* _RECORDS TO PROCESS_
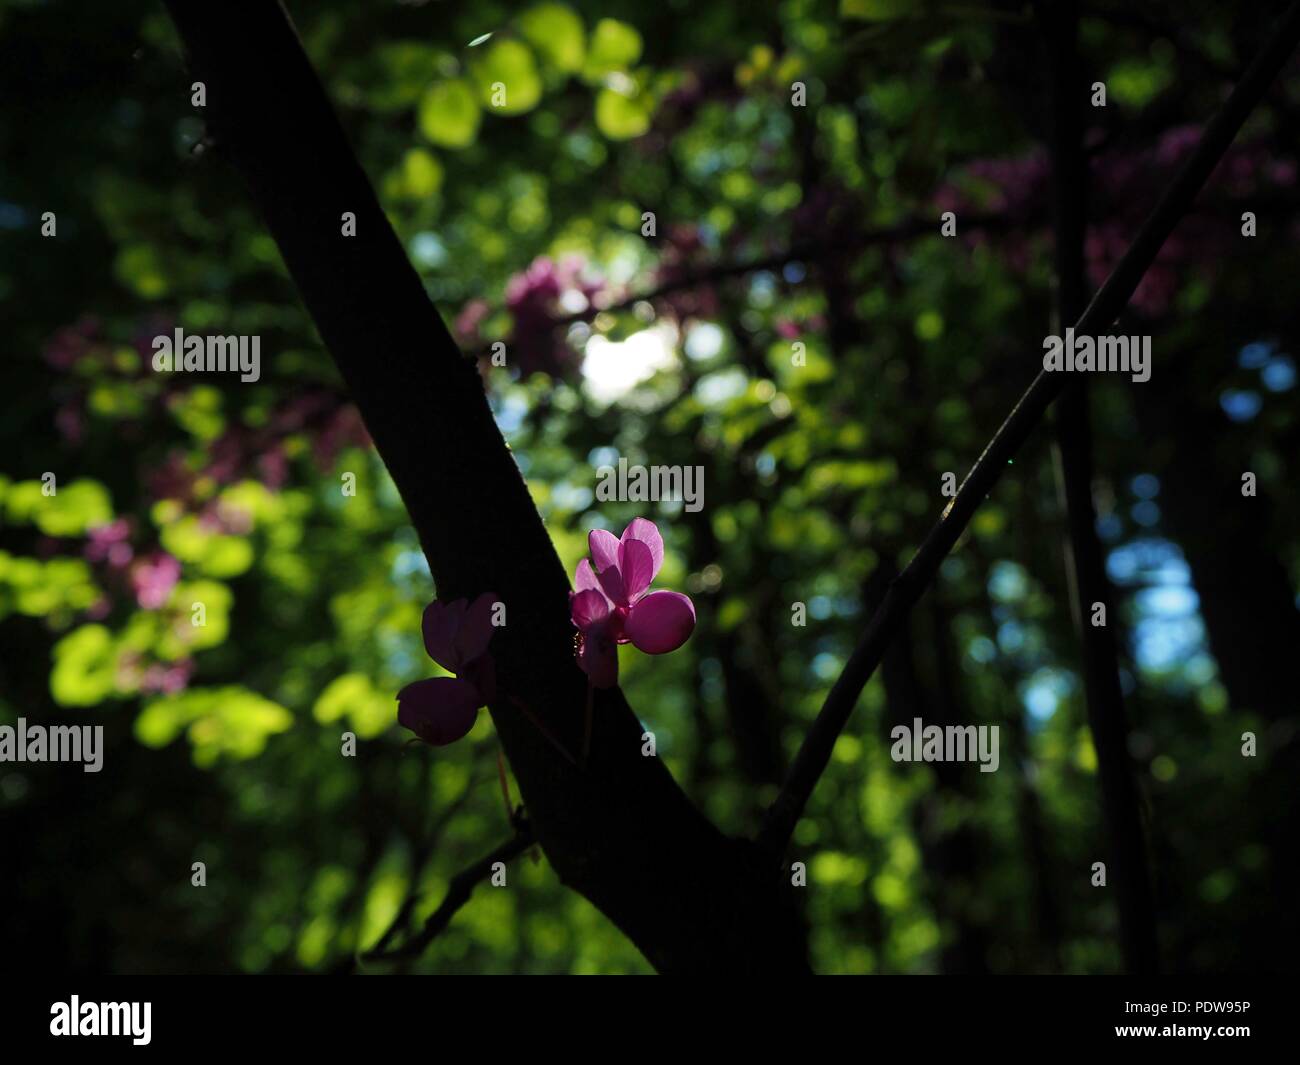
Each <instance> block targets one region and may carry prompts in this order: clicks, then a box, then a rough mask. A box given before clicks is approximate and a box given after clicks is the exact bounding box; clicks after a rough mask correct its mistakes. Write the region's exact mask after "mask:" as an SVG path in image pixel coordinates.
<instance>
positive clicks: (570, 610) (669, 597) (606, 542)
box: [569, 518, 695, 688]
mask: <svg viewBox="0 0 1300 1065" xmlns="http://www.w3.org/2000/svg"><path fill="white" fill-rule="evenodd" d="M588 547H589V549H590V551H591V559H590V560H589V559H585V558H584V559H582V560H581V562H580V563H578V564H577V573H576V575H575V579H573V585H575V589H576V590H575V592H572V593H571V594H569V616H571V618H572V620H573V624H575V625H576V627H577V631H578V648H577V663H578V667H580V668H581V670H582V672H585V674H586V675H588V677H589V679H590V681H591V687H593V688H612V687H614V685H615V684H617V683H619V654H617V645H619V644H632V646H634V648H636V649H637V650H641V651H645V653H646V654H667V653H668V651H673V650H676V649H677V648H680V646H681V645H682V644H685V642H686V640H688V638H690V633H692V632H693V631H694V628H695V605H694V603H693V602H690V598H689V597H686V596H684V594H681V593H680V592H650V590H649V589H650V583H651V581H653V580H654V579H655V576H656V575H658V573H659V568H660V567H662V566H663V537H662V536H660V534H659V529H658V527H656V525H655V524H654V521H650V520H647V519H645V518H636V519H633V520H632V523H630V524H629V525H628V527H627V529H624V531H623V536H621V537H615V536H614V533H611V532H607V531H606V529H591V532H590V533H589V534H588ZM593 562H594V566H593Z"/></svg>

* _WORK INSTRUCTIONS_
Pictures should not appear in the copy. Write out exactly the lines above from the first one through the line that contains "positive clicks: (570, 610)".

* _SOLUTION TO THE PROBLEM_
Each <instance> block targets one region and may carry prompts in this order: clicks, then a box, then a rough mask. A box given before clicks is approximate and a box given after clicks is the exact bounding box; clicks after a rough mask correct its mistakes. Write the region's exact mask after "mask:" as an SVG path in image pixel coordinates.
<instance>
positive clicks: (570, 610) (669, 597) (606, 542)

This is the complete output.